◆ To be done:
Count the lines in the material below that contain the string "target", treating uppercase and lowercase as different. Give only the number.

#####

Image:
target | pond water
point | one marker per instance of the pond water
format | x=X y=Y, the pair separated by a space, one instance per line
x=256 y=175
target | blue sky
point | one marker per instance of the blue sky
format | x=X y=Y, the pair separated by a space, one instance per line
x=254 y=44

#####

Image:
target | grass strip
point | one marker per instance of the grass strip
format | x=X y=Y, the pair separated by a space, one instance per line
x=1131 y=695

#####

◆ Solution to this exercise:
3